SELECTED TEXT:
----------------
The U.S. dairy system has shifted westward, and often it doesn’t look pretty: Instead of bucolic heartland pastures dotted with grazing cows, picture huge pens or sprawling open-air sheds where the animals are fed a high-protein, shipped-in diet and milked through metal crossbars. Conditions for workers in these big dairies are often little better than they are for the cows, as Rebecca Clarren makes chillingly clear in “The Dark Side of Dairies” in the August 31, 2009, High Country News.
Eighteen Western dairy workers died from 2003 to 2009, Clarren writes, “killed in tractor accidents, suffocated by falling hay bales, crushed by charging cows and bulls and asphyxiated by gases from manure lagoons and corn silage. Others survived but lost limbs or received concussions and spent days in the hospital.”
----------------
AVAILABLE DATA:
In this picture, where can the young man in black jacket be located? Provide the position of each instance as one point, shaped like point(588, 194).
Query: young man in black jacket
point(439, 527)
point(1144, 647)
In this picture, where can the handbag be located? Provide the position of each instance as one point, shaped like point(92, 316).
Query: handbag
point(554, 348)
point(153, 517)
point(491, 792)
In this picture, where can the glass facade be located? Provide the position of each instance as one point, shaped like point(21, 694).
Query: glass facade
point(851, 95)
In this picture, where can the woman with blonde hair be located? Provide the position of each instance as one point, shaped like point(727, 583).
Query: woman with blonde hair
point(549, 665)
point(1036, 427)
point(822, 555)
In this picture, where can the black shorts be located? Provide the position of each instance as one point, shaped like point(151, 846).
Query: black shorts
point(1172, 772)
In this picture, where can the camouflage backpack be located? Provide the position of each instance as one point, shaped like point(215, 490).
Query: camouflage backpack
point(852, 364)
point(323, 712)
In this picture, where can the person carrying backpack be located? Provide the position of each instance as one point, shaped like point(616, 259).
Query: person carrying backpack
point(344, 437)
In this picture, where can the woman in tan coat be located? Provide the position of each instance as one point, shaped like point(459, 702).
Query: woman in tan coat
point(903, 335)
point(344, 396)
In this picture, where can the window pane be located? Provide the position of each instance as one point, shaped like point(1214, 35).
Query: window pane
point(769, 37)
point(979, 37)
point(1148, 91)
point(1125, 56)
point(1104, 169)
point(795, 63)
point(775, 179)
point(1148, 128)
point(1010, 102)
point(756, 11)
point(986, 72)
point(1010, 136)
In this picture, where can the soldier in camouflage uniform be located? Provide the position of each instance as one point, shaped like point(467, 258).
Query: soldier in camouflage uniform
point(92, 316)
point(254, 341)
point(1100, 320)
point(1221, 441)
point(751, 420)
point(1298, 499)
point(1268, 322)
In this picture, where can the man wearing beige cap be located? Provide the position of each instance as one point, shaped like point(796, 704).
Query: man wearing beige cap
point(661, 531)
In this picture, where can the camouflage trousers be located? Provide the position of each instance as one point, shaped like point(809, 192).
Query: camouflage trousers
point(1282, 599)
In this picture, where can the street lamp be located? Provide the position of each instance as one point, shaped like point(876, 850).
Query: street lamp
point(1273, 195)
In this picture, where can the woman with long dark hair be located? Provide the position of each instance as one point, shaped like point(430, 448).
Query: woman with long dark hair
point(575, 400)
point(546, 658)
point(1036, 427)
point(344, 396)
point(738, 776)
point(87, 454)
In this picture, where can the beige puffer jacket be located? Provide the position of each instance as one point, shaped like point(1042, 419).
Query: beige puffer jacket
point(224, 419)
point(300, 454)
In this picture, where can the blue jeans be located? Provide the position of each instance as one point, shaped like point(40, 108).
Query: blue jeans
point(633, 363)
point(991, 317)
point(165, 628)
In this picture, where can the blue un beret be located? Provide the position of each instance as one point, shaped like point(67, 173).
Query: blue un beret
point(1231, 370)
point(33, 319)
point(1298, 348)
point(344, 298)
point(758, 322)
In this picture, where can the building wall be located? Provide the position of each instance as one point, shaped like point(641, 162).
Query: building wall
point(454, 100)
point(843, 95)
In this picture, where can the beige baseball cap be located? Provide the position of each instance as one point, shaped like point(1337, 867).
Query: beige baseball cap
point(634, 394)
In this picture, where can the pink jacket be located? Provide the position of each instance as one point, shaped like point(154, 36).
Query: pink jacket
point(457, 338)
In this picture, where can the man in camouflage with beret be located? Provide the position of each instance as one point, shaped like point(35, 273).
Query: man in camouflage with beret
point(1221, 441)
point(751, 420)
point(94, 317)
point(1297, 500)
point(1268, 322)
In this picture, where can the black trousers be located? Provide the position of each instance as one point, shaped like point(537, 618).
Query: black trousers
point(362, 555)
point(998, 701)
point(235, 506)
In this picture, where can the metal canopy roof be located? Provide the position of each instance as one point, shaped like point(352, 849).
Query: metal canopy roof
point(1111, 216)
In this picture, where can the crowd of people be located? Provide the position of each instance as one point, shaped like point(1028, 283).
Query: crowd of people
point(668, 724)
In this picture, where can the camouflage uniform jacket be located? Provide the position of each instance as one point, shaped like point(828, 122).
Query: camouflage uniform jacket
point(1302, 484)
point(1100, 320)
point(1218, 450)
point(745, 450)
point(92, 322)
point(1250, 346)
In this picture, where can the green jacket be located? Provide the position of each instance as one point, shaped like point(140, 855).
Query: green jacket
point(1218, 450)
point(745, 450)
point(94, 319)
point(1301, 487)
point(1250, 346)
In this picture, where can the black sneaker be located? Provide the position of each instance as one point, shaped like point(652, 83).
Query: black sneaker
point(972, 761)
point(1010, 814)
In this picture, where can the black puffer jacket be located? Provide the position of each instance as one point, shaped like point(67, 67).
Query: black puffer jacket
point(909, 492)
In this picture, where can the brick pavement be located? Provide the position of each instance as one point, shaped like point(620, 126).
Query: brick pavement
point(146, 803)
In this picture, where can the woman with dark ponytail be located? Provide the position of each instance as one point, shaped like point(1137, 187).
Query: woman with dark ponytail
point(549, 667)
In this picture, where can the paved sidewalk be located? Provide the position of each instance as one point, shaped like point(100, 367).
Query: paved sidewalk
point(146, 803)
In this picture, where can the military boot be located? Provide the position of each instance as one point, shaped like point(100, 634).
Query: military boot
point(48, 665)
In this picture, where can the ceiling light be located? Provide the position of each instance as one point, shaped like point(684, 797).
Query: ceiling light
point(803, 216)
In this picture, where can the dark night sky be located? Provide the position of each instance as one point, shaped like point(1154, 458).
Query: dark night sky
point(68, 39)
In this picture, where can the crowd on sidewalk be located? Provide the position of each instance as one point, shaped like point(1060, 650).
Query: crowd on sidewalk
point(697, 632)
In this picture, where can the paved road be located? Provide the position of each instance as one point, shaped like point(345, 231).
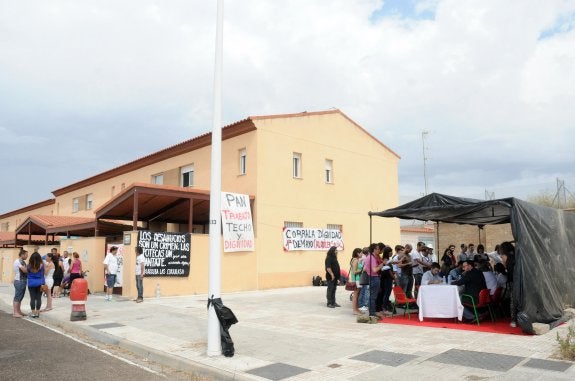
----------------
QUESTIONS TO ANSWER:
A - Say whether each statement agrees with the dairy passage, answering yes or no and quoting the deciding words: (i) Eighteen Western dairy workers died between 2003 and 2009. (ii) Clarren's article ran in the July 2009 High Country News. (iii) Cows in the big Western dairies graze on heartland pastures.
B - Return the dairy passage word for word from "The U.S. dairy" up to and including "High Country News.".
C - Write the next part of the dairy passage, picking up right after its last sentence.

EXPECTED OUTPUTS:
A -
(i) Yes: "Eighteen Western dairy workers died from 2003 to 2009"
(ii) No: "in the August 31, 2009, High Country News"
(iii) No: "Instead of bucolic heartland pastures dotted with grazing cows, picture huge pens or sprawling open-air sheds"

B -
The U.S. dairy system has shifted westward, and often it doesn’t look pretty: Instead of bucolic heartland pastures dotted with grazing cows, picture huge pens or sprawling open-air sheds where the animals are fed a high-protein, shipped-in diet and milked through metal crossbars. Conditions for workers in these big dairies are often little better than they are for the cows, as Rebecca Clarren makes chillingly clear in “The Dark Side of Dairies” in the August 31, 2009, High Country News.

C -
The majority of the West’s 50,000 dairy workers are immigrants, many of them living illegally in the United States. Dairy labor laws are lax to start with, and the workers’ tenuous status makes them especially vulnerable to egregious labor abuses, which Clarren vividly documents.
The story is enough to make you want to go organic and local, buying dairy products that come from a family-scale farm instead of a distant megadairy. If you do, check out the Cornucopia Institute’s Organic Dairy Report and Scorecard to find one that treats its cows, its workers, and its land with respect.